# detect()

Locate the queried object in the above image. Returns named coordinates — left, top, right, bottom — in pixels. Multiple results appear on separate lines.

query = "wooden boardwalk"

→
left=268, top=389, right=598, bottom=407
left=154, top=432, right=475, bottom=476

────────────────

What is needed ::
Copy out the records in full, matching every line character for character.

Reply ::
# detect()

Locate the queried object in the above image. Returns named coordinates — left, top, right, bottom — in pixels. Multiple results appear on separate lines.

query = "wooden boardwalk"

→
left=268, top=389, right=598, bottom=407
left=154, top=432, right=475, bottom=476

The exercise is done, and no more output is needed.